_Text section_:
# Mr. Ferguson is One Year Old today



## tknafox2 (Apr 2, 2013)

Our Amazing singleton has made it through his first year, and I believe he is loving life.
We spent the morning out at "Prado Dog Training Park" hunting and retrieving birds, he went for a swim, and is currently out on the deck with his two sidekiks, Pearl & Churro, each enjoying a Happy Birthday Hoof. 
I am sure he will sleep like a baby tonight, with very happy dreams, and then start on Year Two tomorrow.
I am so happy this little guy came into my life!!

http://www.vizslaforums.com/index.php/topic,9572.msg72669.html#msg72669


----------



## tknafox2 (Apr 2, 2013)

Fergy on the deck...His newest go to spot to keep an eye on HIS world!


----------



## texasred (Jan 29, 2012)

Well a big happy birthday wish to Mr. Ferguson.
I saw where a singleton pup was born this spring, and thought of him.


----------



## MCD (May 4, 2013)

Happy Birthday Fergy! Luv Dharma and Marcia


----------



## CrazyCash (Jul 12, 2012)

Happy, Happy Birthday!! I can't believe that he's already one - where did the time go?? Sounds like he had a super fun b-day.


----------



## tknafox2 (Apr 2, 2013)

I saw where a singleton pup was born this spring, and thought of him.

[/quote]

Interesting... Most of them don't live... my inspiration was "Abe" Vermilion Vizsla's While I was researching the "Singleton personality" Adele (RIP) was very helpful, filling me in on some of the idiosyncrasies of a single pup, they are truly a different animal! I can only say " Fergy is truly a piece of work"

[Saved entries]
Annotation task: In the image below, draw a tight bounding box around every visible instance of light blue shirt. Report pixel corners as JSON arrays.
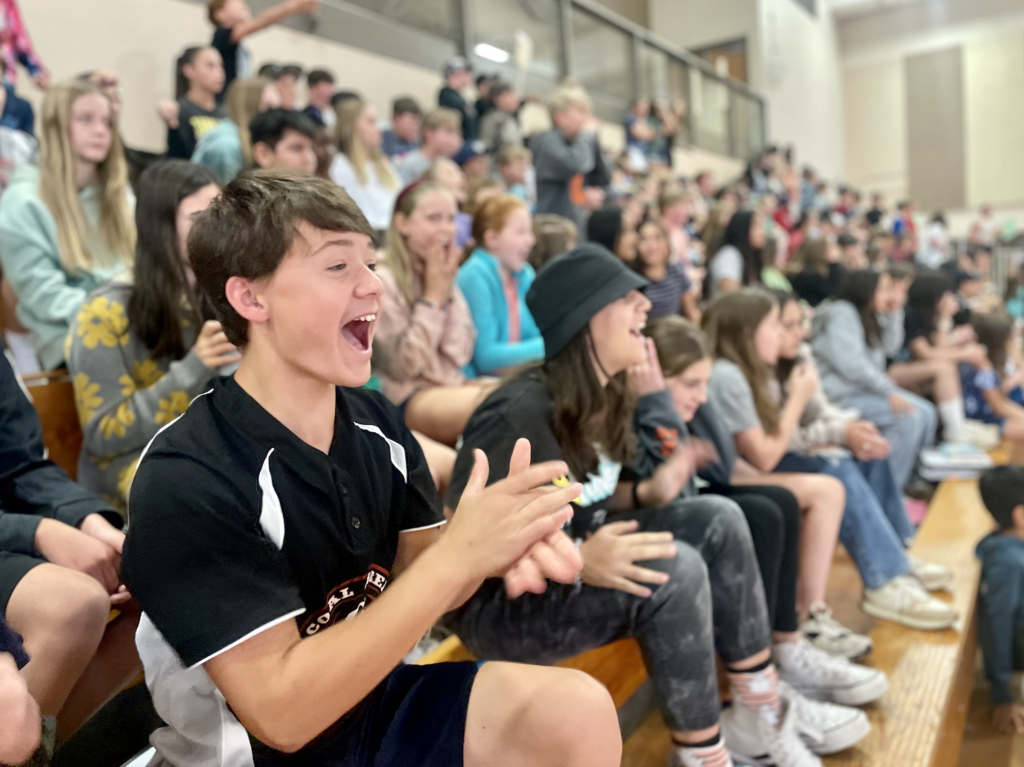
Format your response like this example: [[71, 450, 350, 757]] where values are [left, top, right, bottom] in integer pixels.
[[456, 248, 544, 375]]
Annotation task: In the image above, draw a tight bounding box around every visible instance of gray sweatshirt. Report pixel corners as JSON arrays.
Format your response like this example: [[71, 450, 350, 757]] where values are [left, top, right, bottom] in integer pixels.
[[529, 128, 597, 231], [67, 281, 224, 510], [811, 301, 902, 401]]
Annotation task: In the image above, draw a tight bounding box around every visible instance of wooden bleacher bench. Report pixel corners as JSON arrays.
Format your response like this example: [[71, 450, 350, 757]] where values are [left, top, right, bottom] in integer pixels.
[[23, 371, 82, 479], [420, 462, 992, 767]]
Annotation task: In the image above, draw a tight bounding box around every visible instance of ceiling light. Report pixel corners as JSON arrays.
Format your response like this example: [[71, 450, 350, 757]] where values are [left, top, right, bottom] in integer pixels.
[[473, 43, 509, 63]]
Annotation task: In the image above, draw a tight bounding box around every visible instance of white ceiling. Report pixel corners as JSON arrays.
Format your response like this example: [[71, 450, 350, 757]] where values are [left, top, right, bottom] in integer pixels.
[[826, 0, 941, 19]]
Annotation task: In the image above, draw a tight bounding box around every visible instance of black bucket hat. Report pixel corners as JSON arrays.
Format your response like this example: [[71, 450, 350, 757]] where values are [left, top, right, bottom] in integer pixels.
[[526, 243, 649, 359]]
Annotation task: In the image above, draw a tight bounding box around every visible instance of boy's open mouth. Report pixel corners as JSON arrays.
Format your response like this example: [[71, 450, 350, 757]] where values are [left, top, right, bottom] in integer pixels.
[[341, 314, 377, 351]]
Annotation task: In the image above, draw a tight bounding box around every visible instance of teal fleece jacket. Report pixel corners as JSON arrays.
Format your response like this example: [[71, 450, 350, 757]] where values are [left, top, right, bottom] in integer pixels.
[[193, 120, 246, 184], [456, 248, 544, 376], [0, 165, 135, 370]]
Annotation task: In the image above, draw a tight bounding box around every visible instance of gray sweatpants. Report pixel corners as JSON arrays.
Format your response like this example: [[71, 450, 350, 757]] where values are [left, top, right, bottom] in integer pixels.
[[453, 496, 771, 731]]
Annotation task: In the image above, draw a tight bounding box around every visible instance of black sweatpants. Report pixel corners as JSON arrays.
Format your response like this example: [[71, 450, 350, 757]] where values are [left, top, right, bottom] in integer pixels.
[[706, 484, 801, 632], [452, 496, 771, 731]]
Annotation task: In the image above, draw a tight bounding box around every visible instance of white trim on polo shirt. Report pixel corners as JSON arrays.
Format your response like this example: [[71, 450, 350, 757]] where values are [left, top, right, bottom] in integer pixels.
[[188, 607, 306, 669]]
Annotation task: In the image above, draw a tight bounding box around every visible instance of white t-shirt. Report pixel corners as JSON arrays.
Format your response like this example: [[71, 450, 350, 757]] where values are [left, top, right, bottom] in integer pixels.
[[708, 245, 743, 296], [331, 152, 401, 231]]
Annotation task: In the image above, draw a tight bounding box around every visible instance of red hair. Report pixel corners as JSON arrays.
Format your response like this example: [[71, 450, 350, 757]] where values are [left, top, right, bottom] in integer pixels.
[[473, 195, 527, 248]]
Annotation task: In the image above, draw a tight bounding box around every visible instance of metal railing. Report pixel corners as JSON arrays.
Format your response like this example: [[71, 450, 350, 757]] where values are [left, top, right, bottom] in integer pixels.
[[241, 0, 765, 160]]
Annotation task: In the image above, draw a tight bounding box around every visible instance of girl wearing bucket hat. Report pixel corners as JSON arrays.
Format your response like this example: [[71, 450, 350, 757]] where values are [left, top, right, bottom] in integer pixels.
[[445, 245, 859, 767]]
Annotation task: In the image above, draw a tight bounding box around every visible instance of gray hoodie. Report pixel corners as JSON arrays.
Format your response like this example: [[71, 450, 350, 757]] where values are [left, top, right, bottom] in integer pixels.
[[529, 128, 598, 231], [811, 301, 897, 402]]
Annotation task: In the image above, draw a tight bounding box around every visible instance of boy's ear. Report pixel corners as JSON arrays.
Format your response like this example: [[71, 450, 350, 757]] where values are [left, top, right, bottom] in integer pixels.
[[224, 276, 270, 324]]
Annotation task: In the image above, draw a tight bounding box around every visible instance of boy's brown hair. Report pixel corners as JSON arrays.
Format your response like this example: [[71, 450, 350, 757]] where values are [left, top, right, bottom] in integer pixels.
[[495, 143, 534, 168], [421, 106, 462, 134], [206, 0, 227, 27], [188, 170, 374, 346]]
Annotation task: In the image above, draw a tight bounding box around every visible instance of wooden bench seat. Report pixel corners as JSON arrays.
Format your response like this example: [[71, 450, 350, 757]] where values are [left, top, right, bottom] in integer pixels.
[[421, 469, 992, 767]]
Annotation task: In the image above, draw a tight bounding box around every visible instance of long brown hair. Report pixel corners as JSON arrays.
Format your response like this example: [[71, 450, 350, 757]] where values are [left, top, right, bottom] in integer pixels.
[[39, 80, 135, 274], [502, 328, 636, 482], [971, 310, 1014, 381], [224, 77, 273, 168], [334, 98, 398, 189], [643, 314, 711, 378], [785, 238, 828, 276], [540, 328, 636, 482], [384, 181, 458, 306], [701, 288, 778, 434]]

_Requirements_:
(1) Render this sentence from the birthday thread in German: "Our Amazing singleton has made it through his first year, and I believe he is loving life."
(2) Duplicate the part of the birthday thread that opens with the words containing "I am sure he" and closes with "into my life!!".
Use only the birthday thread as your source.

_Written answers_:
(1) Unser erstaunlicher Einzelwelpe hat sein erstes Jahr geschafft, und ich glaube, er liebt das Leben.

(2)
I am sure he will sleep like a baby tonight, with very happy dreams, and then start on Year Two tomorrow.
I am so happy this little guy came into my life!!